**What you are asked to do**. In the listing below, begin at the line that has "large ribbon bow." and stop after the line that has "[1061,15,1121,83]". Reproduce those lines, substituting "navy jacket" for "blue jacket" and leaving everything else unchanged.

----

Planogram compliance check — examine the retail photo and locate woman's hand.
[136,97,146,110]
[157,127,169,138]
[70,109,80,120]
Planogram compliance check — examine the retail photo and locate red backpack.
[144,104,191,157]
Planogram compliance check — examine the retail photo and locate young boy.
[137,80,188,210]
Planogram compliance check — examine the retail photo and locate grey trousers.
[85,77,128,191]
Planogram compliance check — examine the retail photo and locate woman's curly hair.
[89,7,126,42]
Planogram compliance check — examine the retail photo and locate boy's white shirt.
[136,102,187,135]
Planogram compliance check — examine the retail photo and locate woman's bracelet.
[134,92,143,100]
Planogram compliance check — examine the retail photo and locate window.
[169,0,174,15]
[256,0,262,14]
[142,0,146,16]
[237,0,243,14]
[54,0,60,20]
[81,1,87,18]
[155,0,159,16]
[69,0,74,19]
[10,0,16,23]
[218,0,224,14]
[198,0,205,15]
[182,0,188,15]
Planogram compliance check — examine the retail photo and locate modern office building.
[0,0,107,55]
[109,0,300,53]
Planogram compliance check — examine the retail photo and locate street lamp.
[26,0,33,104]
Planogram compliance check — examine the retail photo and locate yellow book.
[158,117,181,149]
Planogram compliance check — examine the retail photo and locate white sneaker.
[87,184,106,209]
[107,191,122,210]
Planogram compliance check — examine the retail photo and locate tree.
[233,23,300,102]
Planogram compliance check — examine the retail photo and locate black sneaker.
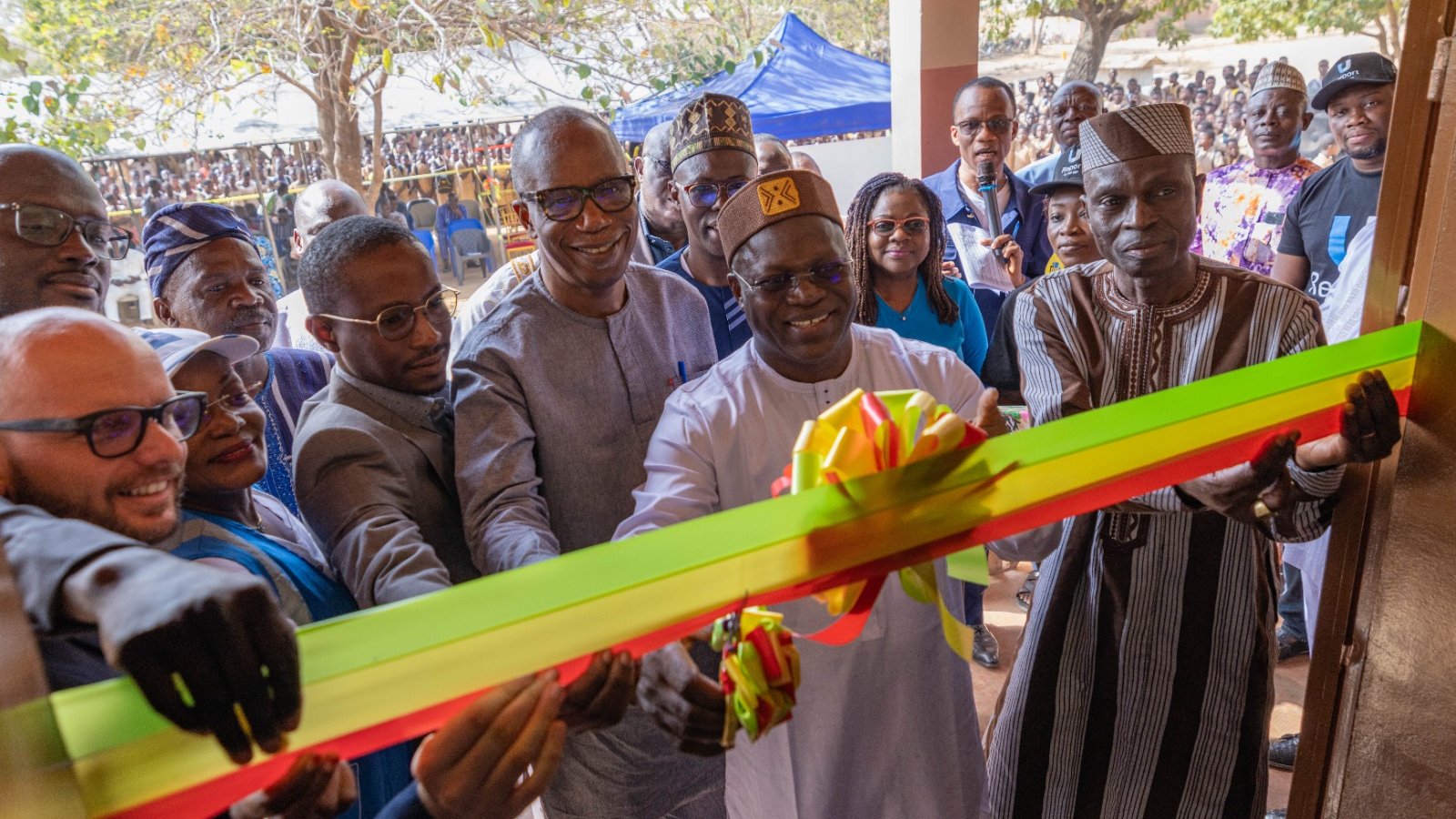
[1269,733,1299,771]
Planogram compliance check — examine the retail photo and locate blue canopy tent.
[612,12,890,141]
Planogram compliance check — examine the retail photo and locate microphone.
[976,159,1006,259]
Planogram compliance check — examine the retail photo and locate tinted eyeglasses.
[521,174,636,221]
[956,118,1012,137]
[0,392,207,458]
[733,261,849,294]
[682,179,748,208]
[318,287,460,341]
[868,216,930,236]
[197,382,264,427]
[0,203,131,261]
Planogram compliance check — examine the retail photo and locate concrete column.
[890,0,980,177]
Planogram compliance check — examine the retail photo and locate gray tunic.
[453,264,723,819]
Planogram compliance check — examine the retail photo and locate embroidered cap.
[718,169,844,262]
[1309,51,1395,111]
[668,92,757,170]
[1249,63,1309,99]
[141,203,253,296]
[1077,102,1192,174]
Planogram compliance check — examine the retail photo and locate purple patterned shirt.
[1191,159,1320,276]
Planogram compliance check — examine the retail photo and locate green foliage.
[1208,0,1407,58]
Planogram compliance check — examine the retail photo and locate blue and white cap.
[136,327,258,376]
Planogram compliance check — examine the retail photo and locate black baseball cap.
[1031,146,1083,197]
[1309,51,1395,111]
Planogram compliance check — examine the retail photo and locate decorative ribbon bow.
[774,389,986,659]
[713,608,799,748]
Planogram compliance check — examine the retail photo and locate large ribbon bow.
[774,389,986,659]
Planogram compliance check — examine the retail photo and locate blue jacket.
[925,159,1053,337]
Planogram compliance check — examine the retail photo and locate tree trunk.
[332,96,364,194]
[1061,15,1121,83]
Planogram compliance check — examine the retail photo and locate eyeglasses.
[682,179,748,208]
[0,203,131,261]
[956,116,1012,137]
[0,392,207,458]
[864,216,930,236]
[316,287,460,341]
[521,174,636,221]
[733,261,849,294]
[197,382,264,427]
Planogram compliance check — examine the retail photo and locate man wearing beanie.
[1269,53,1395,770]
[141,203,333,514]
[987,104,1400,819]
[616,170,1005,819]
[1192,63,1320,276]
[657,93,759,359]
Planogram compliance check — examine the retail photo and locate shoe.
[1274,628,1309,663]
[1016,569,1041,612]
[1269,733,1299,771]
[971,623,1000,669]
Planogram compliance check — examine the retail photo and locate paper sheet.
[945,221,1016,293]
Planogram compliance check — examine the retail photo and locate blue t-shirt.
[172,510,418,819]
[875,278,986,375]
[657,248,753,361]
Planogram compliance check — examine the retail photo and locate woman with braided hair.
[844,174,1021,669]
[844,174,1021,371]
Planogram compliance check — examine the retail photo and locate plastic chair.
[405,197,440,230]
[450,225,495,284]
[410,228,440,268]
[446,216,485,238]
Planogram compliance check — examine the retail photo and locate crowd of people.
[0,43,1400,819]
[86,126,510,221]
[1007,56,1340,174]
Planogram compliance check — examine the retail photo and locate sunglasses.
[682,179,748,208]
[0,203,131,261]
[956,118,1012,137]
[318,287,460,341]
[521,174,636,221]
[866,216,930,236]
[0,392,208,458]
[733,261,849,294]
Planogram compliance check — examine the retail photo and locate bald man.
[0,308,300,763]
[753,134,794,175]
[0,145,128,317]
[1016,80,1102,185]
[453,108,723,819]
[632,123,687,255]
[274,179,373,353]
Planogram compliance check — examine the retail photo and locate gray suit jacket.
[293,368,479,608]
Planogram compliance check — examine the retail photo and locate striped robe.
[987,258,1342,819]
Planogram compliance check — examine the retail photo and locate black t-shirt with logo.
[1279,156,1380,308]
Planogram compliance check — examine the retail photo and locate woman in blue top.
[150,329,413,817]
[844,174,1019,373]
[844,174,1021,667]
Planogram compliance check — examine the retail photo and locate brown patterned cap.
[668,92,757,170]
[718,170,844,262]
[1249,63,1309,99]
[1077,102,1192,174]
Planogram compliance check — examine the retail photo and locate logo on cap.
[759,177,799,216]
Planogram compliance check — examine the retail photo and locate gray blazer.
[293,368,479,608]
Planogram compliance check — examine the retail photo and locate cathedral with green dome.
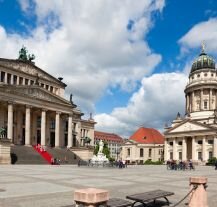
[164,44,217,164]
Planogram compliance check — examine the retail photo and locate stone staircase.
[46,147,81,165]
[11,145,48,165]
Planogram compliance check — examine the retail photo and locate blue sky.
[0,0,217,137]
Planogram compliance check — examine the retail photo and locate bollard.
[74,188,109,207]
[188,177,208,207]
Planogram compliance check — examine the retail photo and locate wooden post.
[74,188,109,207]
[188,177,208,207]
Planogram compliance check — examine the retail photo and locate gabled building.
[94,131,123,159]
[121,127,164,164]
[0,48,95,148]
[164,47,217,162]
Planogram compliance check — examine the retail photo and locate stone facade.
[164,47,217,162]
[121,140,163,164]
[0,58,95,148]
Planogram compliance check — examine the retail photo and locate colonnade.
[7,103,73,147]
[164,136,217,161]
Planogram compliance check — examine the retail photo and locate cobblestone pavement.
[0,165,217,207]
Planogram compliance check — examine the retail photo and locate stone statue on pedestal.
[98,140,104,154]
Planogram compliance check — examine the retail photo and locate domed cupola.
[191,45,215,73]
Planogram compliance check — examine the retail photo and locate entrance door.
[64,134,68,147]
[37,130,41,144]
[50,132,55,147]
[186,137,192,160]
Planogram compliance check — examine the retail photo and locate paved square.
[0,165,217,207]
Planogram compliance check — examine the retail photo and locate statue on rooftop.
[98,140,104,154]
[18,46,35,63]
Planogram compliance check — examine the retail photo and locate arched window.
[139,148,144,157]
[127,148,130,156]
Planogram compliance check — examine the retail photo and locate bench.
[126,190,174,207]
[107,198,132,207]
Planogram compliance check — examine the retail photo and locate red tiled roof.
[129,127,164,144]
[94,131,123,143]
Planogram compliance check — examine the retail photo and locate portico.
[164,46,217,162]
[0,48,95,148]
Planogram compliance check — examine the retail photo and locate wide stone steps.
[11,145,48,164]
[46,147,81,165]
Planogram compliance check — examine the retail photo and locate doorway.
[186,137,192,160]
[50,132,55,147]
[37,130,41,144]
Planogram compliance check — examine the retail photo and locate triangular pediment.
[0,86,73,106]
[0,58,66,86]
[165,120,212,134]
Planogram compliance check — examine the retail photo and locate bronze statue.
[18,46,35,62]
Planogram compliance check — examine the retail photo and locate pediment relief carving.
[0,59,59,84]
[168,122,210,133]
[0,86,71,105]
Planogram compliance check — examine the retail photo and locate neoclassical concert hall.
[0,48,95,148]
[164,45,217,163]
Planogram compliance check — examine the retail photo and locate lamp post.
[116,148,120,161]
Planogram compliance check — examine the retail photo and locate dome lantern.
[191,43,215,73]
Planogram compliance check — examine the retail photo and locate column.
[213,137,217,157]
[10,74,14,85]
[4,72,8,84]
[215,90,217,108]
[25,106,31,146]
[164,139,169,161]
[202,136,207,161]
[75,122,81,147]
[191,91,194,112]
[192,137,197,161]
[186,94,190,114]
[67,115,72,148]
[55,112,60,147]
[173,138,178,160]
[182,137,187,161]
[200,89,203,111]
[209,88,212,110]
[17,76,20,85]
[41,110,46,146]
[7,103,13,140]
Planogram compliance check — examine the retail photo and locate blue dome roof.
[191,52,215,73]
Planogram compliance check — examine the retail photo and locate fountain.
[90,140,109,166]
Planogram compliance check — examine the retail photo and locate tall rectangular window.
[13,75,17,85]
[50,119,55,129]
[198,152,202,160]
[25,79,29,85]
[127,148,130,156]
[209,151,212,159]
[179,152,182,160]
[37,116,41,128]
[1,71,5,82]
[7,73,11,84]
[139,148,144,157]
[148,149,151,157]
[203,101,208,109]
[19,77,23,85]
[170,152,173,160]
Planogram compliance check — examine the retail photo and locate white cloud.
[0,0,165,111]
[94,73,187,137]
[179,18,217,54]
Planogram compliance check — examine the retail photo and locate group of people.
[51,157,60,165]
[36,144,46,152]
[166,160,195,170]
[115,160,127,169]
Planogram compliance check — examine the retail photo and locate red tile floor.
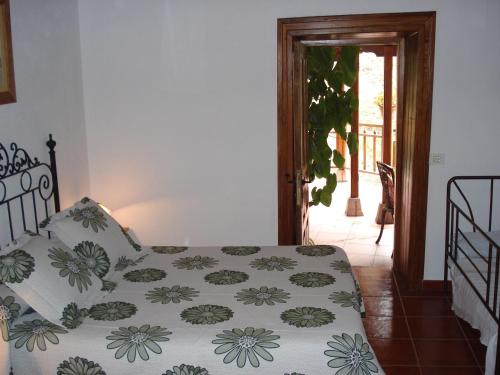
[353,267,486,375]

----

**Response to the task**.
Planogram compliance check — examine the retail photo and locate large ribbon bow.
[774,389,986,659]
Planogram compliance check — examine the retail photo and locate navy jacket.
[925,159,1053,337]
Planogram compliance check — examine the retail photo and locate tree trunk.
[332,96,364,194]
[1061,15,1121,83]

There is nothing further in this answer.